→ **Stated task**:
Print the data below verbatim, starting at the line that contains "of the wooden" and ending at the final line of the data.

------------------------------------------------

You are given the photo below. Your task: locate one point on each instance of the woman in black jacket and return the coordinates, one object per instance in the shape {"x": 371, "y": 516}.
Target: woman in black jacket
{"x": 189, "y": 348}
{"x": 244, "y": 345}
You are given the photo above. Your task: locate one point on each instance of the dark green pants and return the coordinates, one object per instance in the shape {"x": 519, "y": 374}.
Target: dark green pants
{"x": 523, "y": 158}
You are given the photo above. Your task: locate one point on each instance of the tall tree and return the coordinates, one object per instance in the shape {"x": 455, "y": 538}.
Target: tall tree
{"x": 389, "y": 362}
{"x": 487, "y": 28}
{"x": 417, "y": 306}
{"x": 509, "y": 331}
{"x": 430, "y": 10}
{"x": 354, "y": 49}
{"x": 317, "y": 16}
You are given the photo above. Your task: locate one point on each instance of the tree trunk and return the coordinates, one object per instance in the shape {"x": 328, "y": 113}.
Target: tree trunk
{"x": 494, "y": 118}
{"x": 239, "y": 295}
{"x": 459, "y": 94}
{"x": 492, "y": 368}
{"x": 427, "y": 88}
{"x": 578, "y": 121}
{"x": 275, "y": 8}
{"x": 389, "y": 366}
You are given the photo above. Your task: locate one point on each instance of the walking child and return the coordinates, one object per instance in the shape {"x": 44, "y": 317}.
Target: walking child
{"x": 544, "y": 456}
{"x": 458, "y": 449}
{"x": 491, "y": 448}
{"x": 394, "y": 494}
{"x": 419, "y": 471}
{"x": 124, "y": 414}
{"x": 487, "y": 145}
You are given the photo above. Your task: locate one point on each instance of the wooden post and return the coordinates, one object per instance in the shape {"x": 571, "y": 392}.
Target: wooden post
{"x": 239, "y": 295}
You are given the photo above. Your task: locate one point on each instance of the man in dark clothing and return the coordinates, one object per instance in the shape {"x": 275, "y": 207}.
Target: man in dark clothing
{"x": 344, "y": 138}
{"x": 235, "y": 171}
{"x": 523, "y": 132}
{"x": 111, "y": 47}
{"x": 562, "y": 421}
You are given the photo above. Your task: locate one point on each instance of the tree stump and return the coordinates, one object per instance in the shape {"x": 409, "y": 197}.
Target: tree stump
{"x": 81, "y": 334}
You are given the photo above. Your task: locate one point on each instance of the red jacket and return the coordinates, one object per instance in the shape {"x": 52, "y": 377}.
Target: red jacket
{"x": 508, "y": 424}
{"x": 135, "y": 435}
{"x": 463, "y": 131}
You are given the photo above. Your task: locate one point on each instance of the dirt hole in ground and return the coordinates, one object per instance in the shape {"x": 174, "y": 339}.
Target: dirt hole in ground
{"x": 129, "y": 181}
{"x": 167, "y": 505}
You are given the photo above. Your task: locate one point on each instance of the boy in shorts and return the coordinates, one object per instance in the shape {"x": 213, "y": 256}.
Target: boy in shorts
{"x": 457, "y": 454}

------------------------------------------------

→ **Solution for this task**:
You are given the photo above. Your task: locate one point on each instance of the wooden post and return the coordinates, one object per instance in the shape {"x": 571, "y": 392}.
Target: wooden post
{"x": 239, "y": 295}
You are given the photo above. Your task: locate one point on each instance of the man in dark clothing and return the coordinates, one object per instance in the shape {"x": 275, "y": 207}.
Target: man in dark clothing
{"x": 344, "y": 138}
{"x": 235, "y": 171}
{"x": 523, "y": 132}
{"x": 111, "y": 47}
{"x": 562, "y": 421}
You are given the photo above. Your task: locate one point on each instance of the tree stump and return the coordinates, one object per instance in the shape {"x": 409, "y": 197}.
Target: tree stump
{"x": 81, "y": 334}
You are given the photo above. Your task: locate one point on each instance of the red jacket and return the coordinates, one object per instance in the shape {"x": 52, "y": 377}.
Target: red jacket
{"x": 508, "y": 424}
{"x": 135, "y": 435}
{"x": 463, "y": 131}
You are given the photo above. Your task: locate one point on each instance of the dirt hole in ground and return the coordinates, one object per instance in the shape {"x": 174, "y": 339}.
Target: dirt hole in ground
{"x": 129, "y": 181}
{"x": 167, "y": 505}
You are given the photo above. Your task: locate one point on each instance of the boy in shorts and return the coordinates, one object per instance in the shape {"x": 213, "y": 256}.
Target: boy in shorts
{"x": 457, "y": 454}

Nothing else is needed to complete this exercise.